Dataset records
Segment Open

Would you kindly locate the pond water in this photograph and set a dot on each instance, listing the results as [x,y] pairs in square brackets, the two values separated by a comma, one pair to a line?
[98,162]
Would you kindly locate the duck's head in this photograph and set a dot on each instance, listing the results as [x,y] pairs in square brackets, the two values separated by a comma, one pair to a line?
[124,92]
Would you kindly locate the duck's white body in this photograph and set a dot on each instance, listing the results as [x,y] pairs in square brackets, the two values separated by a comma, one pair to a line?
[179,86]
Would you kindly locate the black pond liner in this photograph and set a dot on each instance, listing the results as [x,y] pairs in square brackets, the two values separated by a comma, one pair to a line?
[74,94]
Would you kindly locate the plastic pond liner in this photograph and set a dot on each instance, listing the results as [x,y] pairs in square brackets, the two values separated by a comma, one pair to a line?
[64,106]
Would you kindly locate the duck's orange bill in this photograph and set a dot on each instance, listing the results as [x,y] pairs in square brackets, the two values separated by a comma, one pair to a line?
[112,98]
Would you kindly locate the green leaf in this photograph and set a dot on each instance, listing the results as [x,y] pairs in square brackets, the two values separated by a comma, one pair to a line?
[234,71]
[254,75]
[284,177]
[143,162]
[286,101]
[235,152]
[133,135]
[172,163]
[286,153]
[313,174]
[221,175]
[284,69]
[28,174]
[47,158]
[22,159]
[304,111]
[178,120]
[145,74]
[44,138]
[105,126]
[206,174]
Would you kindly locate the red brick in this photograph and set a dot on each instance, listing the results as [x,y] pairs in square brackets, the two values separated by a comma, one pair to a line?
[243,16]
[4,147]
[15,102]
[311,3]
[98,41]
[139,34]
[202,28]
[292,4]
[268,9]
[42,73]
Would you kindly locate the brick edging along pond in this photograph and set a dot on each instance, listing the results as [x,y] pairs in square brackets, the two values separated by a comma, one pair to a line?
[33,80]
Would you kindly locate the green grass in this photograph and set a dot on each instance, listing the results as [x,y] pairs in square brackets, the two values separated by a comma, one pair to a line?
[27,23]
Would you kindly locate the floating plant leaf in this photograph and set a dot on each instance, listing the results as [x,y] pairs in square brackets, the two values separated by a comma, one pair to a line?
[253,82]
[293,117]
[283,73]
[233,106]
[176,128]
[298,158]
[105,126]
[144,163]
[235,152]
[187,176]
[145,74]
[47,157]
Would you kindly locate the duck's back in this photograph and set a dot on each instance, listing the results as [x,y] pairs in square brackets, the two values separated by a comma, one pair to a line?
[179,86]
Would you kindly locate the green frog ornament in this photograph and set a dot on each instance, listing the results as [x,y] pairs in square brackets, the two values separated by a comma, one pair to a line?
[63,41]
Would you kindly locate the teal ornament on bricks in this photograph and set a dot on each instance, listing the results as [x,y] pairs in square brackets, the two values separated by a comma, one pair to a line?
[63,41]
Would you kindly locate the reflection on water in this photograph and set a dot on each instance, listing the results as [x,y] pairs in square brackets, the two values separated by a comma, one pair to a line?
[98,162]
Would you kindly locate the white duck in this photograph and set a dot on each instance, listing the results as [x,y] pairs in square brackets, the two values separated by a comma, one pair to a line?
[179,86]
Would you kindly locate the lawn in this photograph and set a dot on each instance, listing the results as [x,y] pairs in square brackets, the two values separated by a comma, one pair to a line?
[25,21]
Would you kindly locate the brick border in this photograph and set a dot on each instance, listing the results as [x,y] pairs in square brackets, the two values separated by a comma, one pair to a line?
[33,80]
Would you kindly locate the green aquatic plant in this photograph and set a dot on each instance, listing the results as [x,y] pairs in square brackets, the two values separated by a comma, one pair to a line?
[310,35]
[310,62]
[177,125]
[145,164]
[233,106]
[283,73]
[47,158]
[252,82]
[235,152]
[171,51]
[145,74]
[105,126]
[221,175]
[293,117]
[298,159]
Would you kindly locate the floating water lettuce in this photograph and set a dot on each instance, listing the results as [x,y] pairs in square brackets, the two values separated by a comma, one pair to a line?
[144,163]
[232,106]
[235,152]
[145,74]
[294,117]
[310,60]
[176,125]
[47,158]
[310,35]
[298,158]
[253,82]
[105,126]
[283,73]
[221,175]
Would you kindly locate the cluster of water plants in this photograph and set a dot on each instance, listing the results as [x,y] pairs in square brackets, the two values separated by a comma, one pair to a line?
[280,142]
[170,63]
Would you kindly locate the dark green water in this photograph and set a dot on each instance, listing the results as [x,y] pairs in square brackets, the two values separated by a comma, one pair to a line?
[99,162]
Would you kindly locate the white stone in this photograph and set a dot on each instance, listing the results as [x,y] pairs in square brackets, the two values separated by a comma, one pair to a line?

Segment Closed

Problem to solve =>
Copy every line of the data above exactly.

Output of the exercise =>
Would you kindly locate the pond water in this photograph and set a dot on each instance, listing the results as [x,y] pairs in square brackets, the two values separated by a comma, one pair to a line?
[98,162]
Would you kindly locate the duck's head in this photograph and set a dot on each instance, listing the results as [x,y] pairs in square brackets, the two values separated by a comma, one pair to a line?
[124,92]
Would you kindly locate the duck's white body in this photograph and set a dot on each instance, listing the results as [x,y] pairs in square brackets, the two values separated by a comma, one pair to a line?
[179,86]
Would you kindly locate the black pond liner in this photograph and set a dot on each instance, listing the results as [x,y] pairs in square brackets, the two values separated by a comma, one pair to a line?
[74,94]
Would you kindly locate the plastic pond liner in this photograph and set a dot on each instance, listing the results as [x,y] pairs in square brackets, the two values separated by a comma, one pair to a line?
[64,106]
Would you kindly locate the duck's orange bill in this photograph and set a dot on each instance, listing the results as [x,y] pairs in square brackets, the two values separated by a comma, one pair to a line?
[112,98]
Would you kindly locate the green leaf in this photograph and set a dot on each instance, listing the results as [x,y] pairs in square brackets, the two values separated by a comma, one pair to a line?
[234,71]
[254,75]
[284,177]
[143,162]
[286,101]
[235,152]
[133,135]
[172,163]
[286,153]
[313,174]
[221,175]
[284,69]
[28,174]
[47,158]
[22,159]
[304,111]
[178,120]
[145,74]
[44,138]
[105,126]
[206,174]
Would you kindly locate the red brick in this photograph and set a dot on each instance, listing the results as [x,y] pairs in square brackets, the two values separated by a comma, one pair to a line?
[243,16]
[4,147]
[15,102]
[311,3]
[98,41]
[139,34]
[202,28]
[292,4]
[268,9]
[42,73]
Would you kindly locate the brick edging along pond in this photograph and set a dot on each instance, listing the results as [x,y] pairs in square brackets, the two values separated by a comma, one pair to a line?
[33,80]
Would you kindly locate the green grass in this photograph and set a dot on each instance, listing the results as [x,y] pairs in square brackets, the two values separated by a comma, one pair to a line?
[27,23]
Would you kindly locate the floating plant leaf in this photograph and set a dot on each instance, listing the results as [x,y] pairs in square brackets, the two values separated by a comma, one pair to a line?
[253,82]
[293,117]
[283,73]
[233,106]
[176,128]
[298,158]
[105,126]
[144,163]
[235,152]
[187,176]
[145,74]
[47,157]
Would you kindly locate the duck's back in this photograph and set a dot on each instance, listing the results as [x,y] pairs in square brackets, the two values separated by a comma, one pair to a line?
[179,86]
Would you kindly locate the green frog ornament in this photograph and set a dot on each instance, listing the results as [x,y] pairs in square brackets, the two values separated by a comma, one pair to a line?
[63,41]
Would you kindly locate the teal ornament on bricks in this photograph and set a dot on each instance, listing the results as [x,y] pairs in square brackets, the two values separated by a comma, one pair to a line?
[63,41]
Would you kindly locate the reflection on water in this photograph and set a dot on each instance, listing the results as [x,y] pairs in square brackets, the two values separated by a comma, one pair to a line?
[98,162]
Would you kindly locate the white duck in this photograph and set a dot on each instance, listing the results as [x,y] pairs in square brackets, the two values separated by a comma, one pair to a line?
[179,86]
Would you kindly locate the lawn in this photograph and set a dot on each instance, listing the results as [x,y] pairs in square brackets, the two values separated by a comma, one pair to a line?
[25,21]
Would you kindly locate the brick border in this photograph and set a dot on each instance, listing the results as [x,y] pairs in square brackets, the two values separated by a comma, one pair to a line?
[33,80]
Would you kindly locate the green aquatic plant in this photograph and set a dot on each instance, listing the results as [x,y] pairs in square brackets, the two values separated by a comma, one pair to a line?
[310,35]
[310,62]
[177,125]
[145,164]
[233,106]
[283,73]
[47,158]
[252,82]
[235,152]
[171,51]
[145,74]
[105,126]
[221,175]
[293,117]
[298,159]
Would you kindly locate the floating water lettuce in this photograph and set a dot on each instance, listing the results as [x,y] pairs in square brackets, the two values separated by a comma, one pair to a line?
[144,163]
[232,106]
[235,152]
[145,74]
[294,117]
[310,60]
[176,125]
[47,158]
[310,35]
[298,158]
[253,82]
[105,126]
[283,73]
[221,175]
Would you kindly locate the cluster of water plants in this photograph and set a dot on each instance, listing the results as [x,y] pairs in square brackets, the two values separated by a comma, one pair to a line?
[280,142]
[170,63]
Would you kindly locate the dark green water in this photograph and set a dot on each instance, listing the results as [x,y] pairs in square brackets, the two values separated by a comma, one pair to a line?
[99,162]
Would you kindly locate the white stone in this photograph and set a dot on each instance, listing the results as [x,y] pairs in square brackets, the two values separated by a comma, one pair to a line?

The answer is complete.